▶ [Required work]
Reproduce all of the material below, line for line and without any changes.

Records:

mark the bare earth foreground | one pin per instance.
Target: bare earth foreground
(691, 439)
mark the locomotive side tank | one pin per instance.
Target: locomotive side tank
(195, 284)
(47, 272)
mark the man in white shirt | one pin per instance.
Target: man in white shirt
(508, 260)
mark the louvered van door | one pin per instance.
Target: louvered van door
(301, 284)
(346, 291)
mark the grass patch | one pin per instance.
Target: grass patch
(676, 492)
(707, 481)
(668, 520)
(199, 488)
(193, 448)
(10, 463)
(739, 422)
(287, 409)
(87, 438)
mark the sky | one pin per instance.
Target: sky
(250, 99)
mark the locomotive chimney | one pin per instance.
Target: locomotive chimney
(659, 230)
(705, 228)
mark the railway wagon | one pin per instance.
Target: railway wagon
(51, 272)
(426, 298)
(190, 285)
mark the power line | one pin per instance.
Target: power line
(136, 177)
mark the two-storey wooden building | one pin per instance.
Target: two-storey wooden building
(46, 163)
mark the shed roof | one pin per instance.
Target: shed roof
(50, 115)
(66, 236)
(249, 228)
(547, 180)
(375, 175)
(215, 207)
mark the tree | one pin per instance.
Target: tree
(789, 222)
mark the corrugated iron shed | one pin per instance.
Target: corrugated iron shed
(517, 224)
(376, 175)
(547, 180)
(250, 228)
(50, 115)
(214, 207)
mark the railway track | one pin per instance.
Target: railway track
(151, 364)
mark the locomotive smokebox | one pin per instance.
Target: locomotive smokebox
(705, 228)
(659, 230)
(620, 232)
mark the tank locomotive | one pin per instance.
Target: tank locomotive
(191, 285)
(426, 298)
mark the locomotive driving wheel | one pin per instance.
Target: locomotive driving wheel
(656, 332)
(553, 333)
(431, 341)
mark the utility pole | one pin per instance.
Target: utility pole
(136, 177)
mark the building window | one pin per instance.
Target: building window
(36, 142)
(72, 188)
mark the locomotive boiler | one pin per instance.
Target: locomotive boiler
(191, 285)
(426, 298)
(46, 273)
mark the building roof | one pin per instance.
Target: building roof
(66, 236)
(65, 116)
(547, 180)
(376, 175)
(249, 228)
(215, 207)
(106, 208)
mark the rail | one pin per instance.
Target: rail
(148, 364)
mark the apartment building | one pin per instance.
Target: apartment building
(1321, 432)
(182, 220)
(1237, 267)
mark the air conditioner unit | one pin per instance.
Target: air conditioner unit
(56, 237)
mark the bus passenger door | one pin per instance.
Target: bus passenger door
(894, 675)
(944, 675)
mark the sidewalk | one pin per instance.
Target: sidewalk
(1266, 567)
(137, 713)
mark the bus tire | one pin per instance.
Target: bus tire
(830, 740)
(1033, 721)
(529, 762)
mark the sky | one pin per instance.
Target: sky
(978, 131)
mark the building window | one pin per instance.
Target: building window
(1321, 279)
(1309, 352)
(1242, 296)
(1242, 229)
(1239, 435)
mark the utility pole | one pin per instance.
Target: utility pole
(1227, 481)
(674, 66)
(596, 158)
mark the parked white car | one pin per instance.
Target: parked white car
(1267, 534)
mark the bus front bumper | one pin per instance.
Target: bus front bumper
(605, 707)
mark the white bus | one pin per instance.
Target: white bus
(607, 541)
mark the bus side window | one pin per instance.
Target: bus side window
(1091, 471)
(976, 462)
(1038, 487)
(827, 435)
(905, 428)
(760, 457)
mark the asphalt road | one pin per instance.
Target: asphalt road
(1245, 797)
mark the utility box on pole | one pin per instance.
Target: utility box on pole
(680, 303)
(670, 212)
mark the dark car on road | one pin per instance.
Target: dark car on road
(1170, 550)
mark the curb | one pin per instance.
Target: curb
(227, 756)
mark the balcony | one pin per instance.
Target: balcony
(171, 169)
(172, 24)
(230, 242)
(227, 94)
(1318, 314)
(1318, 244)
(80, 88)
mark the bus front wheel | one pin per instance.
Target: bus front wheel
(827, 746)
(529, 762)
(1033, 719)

▶ [Full response]
mark the bare earth foreground | one pin per instance.
Target: bare earth foreground
(691, 439)
mark the locomotive side tank | one pin per instance.
Target: locomotive side tank
(195, 284)
(47, 272)
mark the man in white shirt | one pin per instance.
Target: man in white shirt
(508, 260)
mark the louvered van door | one pin per instance.
Target: louvered van door
(301, 284)
(346, 291)
mark the grass patch | one pin per instance.
Target: grass patch
(676, 492)
(707, 481)
(668, 520)
(199, 488)
(193, 448)
(10, 463)
(739, 422)
(287, 409)
(87, 438)
mark the sky | one pin per instance.
Target: sky
(250, 99)
mark the locomotive chimney | one pin per instance.
Target: locomotive chimney
(659, 230)
(705, 228)
mark the railway wagon | one pin per instance.
Target: railway wagon
(51, 272)
(426, 298)
(190, 285)
mark the power line | one pin per instance.
Target: power line
(136, 177)
mark the two-storey wooden building | one pin per instance.
Target: two-storey wooden building
(46, 163)
mark the shed roof | one pin per instance.
Target: shed roof
(50, 115)
(66, 236)
(249, 228)
(547, 180)
(375, 175)
(215, 207)
mark the tree | one pin per instance.
Target: tree
(789, 222)
mark the corrugated iron shed | one pin per instance.
Target: corrugated iron shed
(517, 224)
(376, 175)
(547, 180)
(250, 228)
(50, 115)
(214, 207)
mark the railway track | one pin per instance.
Target: railway track
(151, 364)
mark the locomotive smokebox | one pin per instance.
Target: locomotive smokebox
(705, 228)
(659, 230)
(620, 232)
mark the tank locomotive | one pin per instance.
Target: tank locomotive
(191, 285)
(426, 298)
mark the locomotive driving wheel | one pin per instance.
Target: locomotive driving wheel
(656, 332)
(553, 333)
(431, 341)
mark the utility pole | one pin per instance.
Target: utility pole
(136, 177)
mark the building window | one pin per instance.
Target: building window
(36, 142)
(72, 188)
mark the locomotive boiler | one pin per instance.
Target: locomotive boiler
(191, 285)
(426, 298)
(46, 273)
mark the building roof | one pin per instance.
Target: building roof
(66, 236)
(65, 116)
(547, 180)
(376, 175)
(249, 228)
(215, 207)
(106, 208)
mark the rail | one pin per instance.
Target: rail
(148, 364)
mark the apartment building | one pin per instance.
Target: apartment building
(1321, 432)
(182, 220)
(1237, 267)
mark the air conditioner unit | one pin per instance.
Target: air conditioner unit
(56, 237)
mark the bus passenger door | one pin per instance.
Target: bus passenger door
(894, 675)
(944, 675)
mark the sidewalk | one pin per instance.
Target: sidewalk
(1266, 567)
(137, 713)
mark the bus tire | one pin per instance.
Target: bus tire
(830, 740)
(1033, 721)
(529, 762)
mark the sky | one pin per instance.
Target: sky
(978, 131)
mark the building window | one pin per instance.
Target: building window
(1321, 279)
(1309, 352)
(1242, 296)
(1242, 229)
(1239, 435)
mark the utility pole | one pin per instance.
Target: utility pole
(1227, 481)
(674, 66)
(596, 158)
mark the parked white car | one pin per instance.
Target: parked white car
(1267, 534)
mark the bus front bumper | one pin per instance.
Target: bus front bumper
(605, 707)
mark the white bus | one pin per instance.
Target: white bus
(607, 541)
mark the bus side window | one pin per instance.
Target: bus side window
(1091, 471)
(976, 462)
(1038, 487)
(827, 435)
(905, 428)
(760, 457)
mark the asphalt road | one pin per instance.
Target: asphalt road
(1245, 797)
mark the utility box on pole | one pin per instance.
Target: utility box on pole
(680, 303)
(670, 212)
mark the dark car on road | one pin per instance.
Target: dark car on road
(1170, 550)
mark the curb | one pin per instance.
Target: curb
(227, 756)
mark the balcony | one pin per instance.
Target: balcony
(171, 169)
(172, 24)
(230, 242)
(227, 94)
(1318, 314)
(1318, 244)
(80, 88)
mark the bus front wheel | one pin per instance.
Target: bus front wheel
(827, 746)
(529, 762)
(1033, 719)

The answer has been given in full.